原文
────

『家康の名言の一つに「人の一生は重荷を負うて遠き道を行くがごとし。急ぐベからず。」というのがある。重荷を負うた人生と言われれば反論はできないが、重荷をおろして歩きたい。いや、歩きたかっとチャチャを入れたくもなる(笑)。』
二月中旬の庭は真っ白いスモモ、赤いヤブ椿、八重の椿、白モクレンと華やかではないが美しい。
ウクライナの戦争は未だに収まる気配がない。情けない!
四月一日付発行のせおとに何を書こうかと思いが往ったり来たりしていた二月二十二日の午前十一時前珍しく固定電話が鳴る。
隣室から「えーっ!あのヒロ子さん」と絶叫に近いカミさんの声が聞えた後子機が突きつきられ「ヒロ子さん、ヒロ子さん」と連呼される。私の中のヒロ子さんはクセの強い室戸の人しか思い浮かばない。
子機を受けながらはるか昔のヒロ子さんが閃(ひらめ)く。数十年前職場の同僚の奥さんにヒロ子さんがいた。電話口で現在地を聞くと花田小学校前を通り過ぎた「宝山焼酎の大きな一升瓶の広告塔」の下にいるという。
頭の中は一升瓶に大小はないけどなあなどとつまらぬツッ込みを入れている。「五分で行く」と伝えて車で国道二七〇号線花田小学校南隣の広告塔へ行くが車も彼女もいない。
家に電話して「いない!」と言えば小学校前を北上したところにも同じような広告塔があるようだとの答えである。何しろここが宝山発祥の地でやたらと一升瓶が立っている。
国道を五百m位北上して広告塔と車と女性を発見する。
顔を合わせて「おう!チッともかわらんな」と言ったもののマスクはしているし記憶はあいまいだしで本物の確証はない。一般論だけど久しぶりに会った友人に「チッとも変わらんなあ!」と言うか「ずい分老けたなあ!」と伝えるか意見の分れるところである(笑)。
老けた人にチッとも変らんと言うのを嘘つきと取るか思いやりと受けるか受け手の器量である。
要約して話を続ける。彼女との出会いは同僚の奥さんで卓球を通じて知り合ったという新婚夫婦であった。卓球の腕前は国体選手級だったと記憶する。その後赤ん坊を流産か死産かを契機に夫婦仲に溝が生じた【夫側の親も絡み】ものらしかった。離婚話が進展中か成立した直後の頃彼女が転居先の我が家に現われ二泊ぐらいして戻って行った。
それ以来四十五年の月日が経った。ちなみにこの日の手土産は焼酎黒伊佐二本であったが、なぜ黒伊佐なのかそのいきさつを語る。

────

掲載エントリ
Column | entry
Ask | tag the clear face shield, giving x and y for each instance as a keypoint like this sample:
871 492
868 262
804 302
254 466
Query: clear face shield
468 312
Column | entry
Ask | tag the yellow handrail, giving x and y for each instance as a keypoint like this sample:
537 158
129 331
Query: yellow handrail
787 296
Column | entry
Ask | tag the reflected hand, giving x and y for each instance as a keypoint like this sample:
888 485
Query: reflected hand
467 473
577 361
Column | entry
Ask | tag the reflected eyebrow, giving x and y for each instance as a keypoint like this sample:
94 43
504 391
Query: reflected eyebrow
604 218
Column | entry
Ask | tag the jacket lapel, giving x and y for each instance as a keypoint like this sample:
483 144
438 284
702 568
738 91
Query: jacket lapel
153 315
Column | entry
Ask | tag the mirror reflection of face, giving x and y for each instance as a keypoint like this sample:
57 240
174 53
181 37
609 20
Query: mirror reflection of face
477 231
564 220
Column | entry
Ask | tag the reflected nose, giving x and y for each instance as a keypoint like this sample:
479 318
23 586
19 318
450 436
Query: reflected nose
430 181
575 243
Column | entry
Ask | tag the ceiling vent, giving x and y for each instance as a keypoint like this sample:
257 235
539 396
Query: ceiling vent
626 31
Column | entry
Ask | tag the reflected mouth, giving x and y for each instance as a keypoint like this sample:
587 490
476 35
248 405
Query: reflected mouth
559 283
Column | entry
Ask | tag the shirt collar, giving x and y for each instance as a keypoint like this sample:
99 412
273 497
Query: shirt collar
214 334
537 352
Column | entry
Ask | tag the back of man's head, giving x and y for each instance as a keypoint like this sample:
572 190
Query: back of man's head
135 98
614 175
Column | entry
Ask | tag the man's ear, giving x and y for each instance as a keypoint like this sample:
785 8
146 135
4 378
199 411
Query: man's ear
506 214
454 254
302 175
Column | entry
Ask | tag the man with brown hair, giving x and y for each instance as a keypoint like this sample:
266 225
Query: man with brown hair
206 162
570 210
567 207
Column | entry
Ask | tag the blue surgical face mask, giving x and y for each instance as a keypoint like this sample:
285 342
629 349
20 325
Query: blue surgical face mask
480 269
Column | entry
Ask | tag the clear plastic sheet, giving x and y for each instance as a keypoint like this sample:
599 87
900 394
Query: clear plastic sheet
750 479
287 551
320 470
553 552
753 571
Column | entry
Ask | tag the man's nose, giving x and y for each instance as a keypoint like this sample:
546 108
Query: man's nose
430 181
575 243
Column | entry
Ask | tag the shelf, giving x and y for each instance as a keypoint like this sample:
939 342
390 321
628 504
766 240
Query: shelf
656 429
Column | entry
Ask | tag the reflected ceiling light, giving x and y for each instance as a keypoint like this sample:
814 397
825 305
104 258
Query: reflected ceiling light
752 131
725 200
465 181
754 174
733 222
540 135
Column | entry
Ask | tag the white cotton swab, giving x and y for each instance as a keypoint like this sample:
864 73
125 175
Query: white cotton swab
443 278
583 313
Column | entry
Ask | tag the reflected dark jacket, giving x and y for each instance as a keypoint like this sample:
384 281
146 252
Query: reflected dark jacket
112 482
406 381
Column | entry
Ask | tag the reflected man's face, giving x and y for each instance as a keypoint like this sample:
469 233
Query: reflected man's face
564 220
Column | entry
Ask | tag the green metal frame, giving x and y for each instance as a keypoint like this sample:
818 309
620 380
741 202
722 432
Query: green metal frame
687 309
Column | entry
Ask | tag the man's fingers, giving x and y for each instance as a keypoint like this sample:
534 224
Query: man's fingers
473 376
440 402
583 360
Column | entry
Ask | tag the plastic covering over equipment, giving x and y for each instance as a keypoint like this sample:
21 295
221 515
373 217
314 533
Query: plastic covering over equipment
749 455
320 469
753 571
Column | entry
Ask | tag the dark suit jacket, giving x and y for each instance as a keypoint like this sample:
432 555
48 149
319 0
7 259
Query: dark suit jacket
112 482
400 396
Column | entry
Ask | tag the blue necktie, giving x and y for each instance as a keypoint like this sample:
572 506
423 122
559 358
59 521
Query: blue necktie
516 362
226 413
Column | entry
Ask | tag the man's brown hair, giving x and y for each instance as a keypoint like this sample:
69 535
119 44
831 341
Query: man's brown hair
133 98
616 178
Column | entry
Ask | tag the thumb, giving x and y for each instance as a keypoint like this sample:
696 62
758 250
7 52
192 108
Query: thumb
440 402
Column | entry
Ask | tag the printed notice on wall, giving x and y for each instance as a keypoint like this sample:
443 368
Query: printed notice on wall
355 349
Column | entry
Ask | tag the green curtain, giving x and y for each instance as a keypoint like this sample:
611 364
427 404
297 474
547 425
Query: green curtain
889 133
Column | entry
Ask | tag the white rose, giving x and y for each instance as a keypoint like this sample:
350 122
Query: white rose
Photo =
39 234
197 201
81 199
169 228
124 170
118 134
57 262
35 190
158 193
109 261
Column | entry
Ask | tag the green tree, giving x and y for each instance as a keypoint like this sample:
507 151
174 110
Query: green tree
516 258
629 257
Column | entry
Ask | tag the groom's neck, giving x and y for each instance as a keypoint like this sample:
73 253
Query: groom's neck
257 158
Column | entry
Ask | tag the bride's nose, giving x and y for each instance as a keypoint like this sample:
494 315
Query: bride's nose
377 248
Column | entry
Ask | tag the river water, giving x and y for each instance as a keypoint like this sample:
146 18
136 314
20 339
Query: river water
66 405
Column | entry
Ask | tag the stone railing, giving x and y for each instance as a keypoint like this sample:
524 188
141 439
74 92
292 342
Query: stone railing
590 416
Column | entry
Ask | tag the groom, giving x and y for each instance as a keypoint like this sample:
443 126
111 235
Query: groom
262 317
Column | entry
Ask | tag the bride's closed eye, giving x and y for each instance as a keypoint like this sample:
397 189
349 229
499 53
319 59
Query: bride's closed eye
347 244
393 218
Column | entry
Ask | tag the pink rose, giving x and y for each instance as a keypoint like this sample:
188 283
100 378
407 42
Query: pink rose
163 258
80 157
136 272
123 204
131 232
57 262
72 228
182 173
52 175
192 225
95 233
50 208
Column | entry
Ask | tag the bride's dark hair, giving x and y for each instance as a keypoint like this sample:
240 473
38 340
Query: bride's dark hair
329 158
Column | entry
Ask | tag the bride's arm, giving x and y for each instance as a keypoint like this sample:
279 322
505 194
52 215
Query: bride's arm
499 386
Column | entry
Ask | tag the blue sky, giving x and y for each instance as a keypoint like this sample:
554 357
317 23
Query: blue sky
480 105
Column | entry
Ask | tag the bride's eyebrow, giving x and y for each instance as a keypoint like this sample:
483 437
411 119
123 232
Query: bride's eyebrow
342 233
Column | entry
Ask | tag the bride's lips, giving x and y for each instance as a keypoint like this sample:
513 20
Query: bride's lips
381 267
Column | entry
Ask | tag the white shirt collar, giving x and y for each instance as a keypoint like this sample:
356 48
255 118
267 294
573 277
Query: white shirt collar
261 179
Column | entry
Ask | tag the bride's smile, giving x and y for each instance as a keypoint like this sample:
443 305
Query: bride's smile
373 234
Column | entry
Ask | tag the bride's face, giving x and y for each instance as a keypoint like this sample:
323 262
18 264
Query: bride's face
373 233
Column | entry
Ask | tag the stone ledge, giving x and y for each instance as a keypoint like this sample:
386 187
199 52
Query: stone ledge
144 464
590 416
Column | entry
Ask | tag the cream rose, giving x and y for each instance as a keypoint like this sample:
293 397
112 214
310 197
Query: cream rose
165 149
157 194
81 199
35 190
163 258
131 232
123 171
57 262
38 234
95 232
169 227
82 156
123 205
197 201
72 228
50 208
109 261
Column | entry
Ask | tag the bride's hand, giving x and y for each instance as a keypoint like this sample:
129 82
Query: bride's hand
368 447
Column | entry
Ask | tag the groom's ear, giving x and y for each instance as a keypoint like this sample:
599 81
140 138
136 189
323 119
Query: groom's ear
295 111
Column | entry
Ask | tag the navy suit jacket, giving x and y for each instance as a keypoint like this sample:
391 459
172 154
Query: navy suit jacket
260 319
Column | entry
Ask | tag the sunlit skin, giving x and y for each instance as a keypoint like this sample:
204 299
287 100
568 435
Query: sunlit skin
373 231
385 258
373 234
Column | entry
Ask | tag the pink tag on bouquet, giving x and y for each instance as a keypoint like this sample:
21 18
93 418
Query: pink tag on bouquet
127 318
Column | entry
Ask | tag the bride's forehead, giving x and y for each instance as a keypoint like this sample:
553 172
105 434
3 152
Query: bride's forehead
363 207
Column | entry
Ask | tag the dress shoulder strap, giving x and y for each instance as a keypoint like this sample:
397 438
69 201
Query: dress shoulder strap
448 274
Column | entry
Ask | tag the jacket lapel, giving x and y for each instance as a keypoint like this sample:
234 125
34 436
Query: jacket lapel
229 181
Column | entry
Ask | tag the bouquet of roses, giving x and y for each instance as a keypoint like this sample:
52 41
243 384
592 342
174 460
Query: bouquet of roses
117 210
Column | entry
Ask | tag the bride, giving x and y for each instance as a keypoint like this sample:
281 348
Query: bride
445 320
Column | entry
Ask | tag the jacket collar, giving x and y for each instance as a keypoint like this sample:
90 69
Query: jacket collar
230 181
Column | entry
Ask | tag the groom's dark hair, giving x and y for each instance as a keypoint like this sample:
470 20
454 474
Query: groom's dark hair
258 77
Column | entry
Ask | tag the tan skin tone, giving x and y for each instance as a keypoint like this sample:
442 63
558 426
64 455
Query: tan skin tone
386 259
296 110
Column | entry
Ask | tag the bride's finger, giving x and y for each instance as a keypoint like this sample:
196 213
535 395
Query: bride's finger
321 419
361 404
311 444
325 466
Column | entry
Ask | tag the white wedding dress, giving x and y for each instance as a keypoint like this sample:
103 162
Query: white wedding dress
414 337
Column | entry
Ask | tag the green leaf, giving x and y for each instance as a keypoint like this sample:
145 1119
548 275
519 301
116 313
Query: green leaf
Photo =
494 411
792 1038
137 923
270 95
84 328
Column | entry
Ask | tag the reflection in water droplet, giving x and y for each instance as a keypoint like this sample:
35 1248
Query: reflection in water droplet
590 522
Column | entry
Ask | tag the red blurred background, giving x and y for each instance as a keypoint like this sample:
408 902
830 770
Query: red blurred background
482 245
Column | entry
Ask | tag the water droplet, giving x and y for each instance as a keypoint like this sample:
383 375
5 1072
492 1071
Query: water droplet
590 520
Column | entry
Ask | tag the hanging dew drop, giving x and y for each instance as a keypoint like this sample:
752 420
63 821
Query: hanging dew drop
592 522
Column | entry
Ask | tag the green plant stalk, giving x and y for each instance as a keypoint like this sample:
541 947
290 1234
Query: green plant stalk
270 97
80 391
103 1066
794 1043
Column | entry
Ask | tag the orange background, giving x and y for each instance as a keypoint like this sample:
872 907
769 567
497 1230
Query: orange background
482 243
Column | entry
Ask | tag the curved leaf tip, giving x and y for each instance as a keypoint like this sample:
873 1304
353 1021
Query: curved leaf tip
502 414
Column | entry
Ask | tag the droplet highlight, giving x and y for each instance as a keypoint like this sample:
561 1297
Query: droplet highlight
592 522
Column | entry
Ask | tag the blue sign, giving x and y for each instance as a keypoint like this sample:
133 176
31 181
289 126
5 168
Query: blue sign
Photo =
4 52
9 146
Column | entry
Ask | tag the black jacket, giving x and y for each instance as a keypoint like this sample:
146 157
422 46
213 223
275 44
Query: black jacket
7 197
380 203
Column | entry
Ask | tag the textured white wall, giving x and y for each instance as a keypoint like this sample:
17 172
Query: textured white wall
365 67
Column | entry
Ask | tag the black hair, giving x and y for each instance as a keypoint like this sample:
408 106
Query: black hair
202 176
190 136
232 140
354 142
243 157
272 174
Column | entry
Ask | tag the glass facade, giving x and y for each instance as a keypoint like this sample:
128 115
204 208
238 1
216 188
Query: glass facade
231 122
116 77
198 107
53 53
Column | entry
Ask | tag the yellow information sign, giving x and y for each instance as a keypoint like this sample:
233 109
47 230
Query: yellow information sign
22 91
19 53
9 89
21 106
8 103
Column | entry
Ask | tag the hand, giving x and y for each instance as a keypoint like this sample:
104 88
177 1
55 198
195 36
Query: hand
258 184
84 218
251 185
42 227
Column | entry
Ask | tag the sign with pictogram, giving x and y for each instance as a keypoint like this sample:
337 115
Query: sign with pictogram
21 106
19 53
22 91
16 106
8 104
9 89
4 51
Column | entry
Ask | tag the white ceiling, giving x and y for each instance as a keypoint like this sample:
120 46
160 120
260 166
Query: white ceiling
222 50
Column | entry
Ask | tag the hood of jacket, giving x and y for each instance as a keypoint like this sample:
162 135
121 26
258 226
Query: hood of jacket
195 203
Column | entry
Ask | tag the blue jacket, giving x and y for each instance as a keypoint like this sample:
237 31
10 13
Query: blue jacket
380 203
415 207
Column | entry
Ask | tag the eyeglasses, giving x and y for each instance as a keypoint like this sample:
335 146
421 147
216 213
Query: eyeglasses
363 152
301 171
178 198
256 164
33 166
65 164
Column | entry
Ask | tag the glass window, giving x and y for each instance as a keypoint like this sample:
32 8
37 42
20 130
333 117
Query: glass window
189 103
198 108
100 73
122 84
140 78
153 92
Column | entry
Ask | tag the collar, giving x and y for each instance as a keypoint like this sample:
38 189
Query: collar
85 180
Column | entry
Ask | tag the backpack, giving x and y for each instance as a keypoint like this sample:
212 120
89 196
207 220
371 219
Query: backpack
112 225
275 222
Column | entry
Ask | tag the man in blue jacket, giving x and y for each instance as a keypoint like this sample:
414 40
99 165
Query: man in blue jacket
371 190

────

要件
1. 旧友との再会を綴った随筆のうち、「二月中旬の庭は真っ白いスモモ」から「国道を五百m位北上して広告塔と車と女性を発見する。」までの部分を一字も変えずに書き写すこと。
2. 旧友との再会を綴った随筆で、この日のヒロ子さんの手土産は何だったか。
3. 旧友との再会を綴った随筆の最後の文の後から、続きを書いてください。
エントリは随筆とは別の資料である。

回答
1.
二月中旬の庭は真っ白いスモモ、赤いヤブ椿、八重の椿、白モクレンと華やかではないが美しい。
ウクライナの戦争は未だに収まる気配がない。情けない!
四月一日付発行のせおとに何を書こうかと思いが往ったり来たりしていた二月二十二日の午前十一時前珍しく固定電話が鳴る。
隣室から「えーっ!あのヒロ子さん」と絶叫に近いカミさんの声が聞えた後子機が突きつきられ「ヒロ子さん、ヒロ子さん」と連呼される。私の中のヒロ子さんはクセの強い室戸の人しか思い浮かばない。
子機を受けながらはるか昔のヒロ子さんが閃(ひらめ)く。数十年前職場の同僚の奥さんにヒロ子さんがいた。電話口で現在地を聞くと花田小学校前を通り過ぎた「宝山焼酎の大きな一升瓶の広告塔」の下にいるという。
頭の中は一升瓶に大小はないけどなあなどとつまらぬツッ込みを入れている。「五分で行く」と伝えて車で国道二七〇号線花田小学校南隣の広告塔へ行くが車も彼女もいない。
家に電話して「いない!」と言えば小学校前を北上したところにも同じような広告塔があるようだとの答えである。何しろここが宝山発祥の地でやたらと一升瓶が立っている。
国道を五百m位北上して広告塔と車と女性を発見する。

2. 焼酎黒伊佐二本

3.
ある時彼女の妹さんが次のように語りかけた。テレビ番組を引き合いにして人生は明日何が起るか分らないので会いたい人がいたら早く会っておく方がいい。私【妹】は近々ある人を訪ねるが姉ちゃんにはいないのかと問うた。しばらく思案したがフッと我々が思い浮かんだという。
廣瀬のフルネームも思い出せないまま電話帳やイン夕―ネットで検索の結果美樹園のホームページにたどり着き住居の吹上町花塾里地区が判明し好物は焼酎黒伊佐であると突きとめた。石神事務長に感謝である(笑)。
二十二日の朝突然訪ねてビックリさせようと自宅を出発したらしい。我が家近くの物産館、ガソリンスタンドと訊ね歩いたが探しあぐねて物産館で調べてもらった電話番号で連絡したとビックリさせられなかったのが残念そうであった。
家に招き入れると四十五年間の空白が語られる。二十歳で結婚、二十四歳で離婚。三十歳で中学の同級生の今の夫と再婚。二人の娘に恵まれる。その娘達もそれぞれ世帯を持ち七人の孫がいる。「まあ、幸せかな」と数枚の写真を見せながら話は続く。「まあ、幸せ」で「幸せ」と言い切らないところが微妙で話題は孫の養育の心配へと移るのである。
彼女の話を聞きながら逞(たくま)しい人だなあ、と思う。四十五年前も今回も悩みは語ったが「どうすればいいか」と方法論を訊ねたりはしなかった。娘や孫の在りように困っているとは語るが「いい手はないか」と問うたりはしない。今もどこかのクラブで卓球を教えているという。
今年のNHKの大河ドラマ「どうする家康」の主人公家康の名言の一つに「人の一生は重荷を負うて遠き道を行くがごとし。急ぐベからず。」というのがある。重荷を負うた人生と言われれば反論はできないが、重荷をおろして歩きたい。いや、歩きたかっとチャチャを入れたくもなる(笑)。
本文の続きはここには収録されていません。